And if child raising was shared in a group would the argument that she carries more of the child raising burden be rather a minor factor in her choice of partners, and hence of little significance in any theoretical development?
What if women controlled income and resources - would they then find that a man's attractiveness was not much related to his status after all?
Dear oh dear! - there is much in the videos that seems true (for instance attraction being related to scents and smells) but also so many conclusions that are likely based on wrong assumptions about the basic building blocks that are us.
You bring up some outstanding
You bring up some outstanding questions Fond Care. I think Ryan and Jetha the authors of Sex at Dawn would agree that much of how we look at sexuality and especially female sexuality is very determined by cultural blinders. As to loving more than one person at a time, well I think most of us do that all the time. However, I do believe that romantic love is different. I think genuine limerence (the first stage of the romantic love) can be very intense and obsessive, and I don't think it can be experienced with more than one person. On the other hand, I don't think it lasts all that long either. Helen Fisher argues no more than one to three years.
I think much of evolutionary psychology seems to believe that we women are far more monogamous than men, that we are basically looking to trade pussy for a meal ticket, and that this is the natural order of things. I don't agree with that. In many cultures, women have HAD to trade pussy for economic support because men controlled the economy. I also have often wondered why women would be so in need of male support (the traditional view of evolutionary psychology) for child rearing in a group oriented hunter gather society in which everything is shared? Doesn't she have the resources and support of the entire group? Isn't that the point of such arrangements? They seem to be portraying an image of a helpless female encumbered by a vulnerable child who frankly just can't make it without a man. I find this very insulting.
Limerence
Lilith
You set me thinking about limerance and "romantic love" when you suggest "romantic love is different" and you "don't think it can be experienced with more than one person".
Can we be obsessed with more than one thing at a time? I don't know. And if not, what about when the obsession is with the whole football team?

▶ _DATASET_
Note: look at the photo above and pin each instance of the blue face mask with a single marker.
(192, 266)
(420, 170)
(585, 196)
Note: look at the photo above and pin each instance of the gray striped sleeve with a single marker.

▶ _INSTRUCTIONS_
**a.** Reproduce the forum discussion word for word from "And if child" to "any theoretical development?".
**b.** Which authors and researchers does the forum discussion name? List them all.

▶ _SOLUTIONS_
**a.**
And if child raising was shared in a group would the argument that she carries more of the child raising burden be rather a minor factor in her choice of partners, and hence of little significance in any theoretical development?

**b.**
Ryan
Jetha
Helen Fisher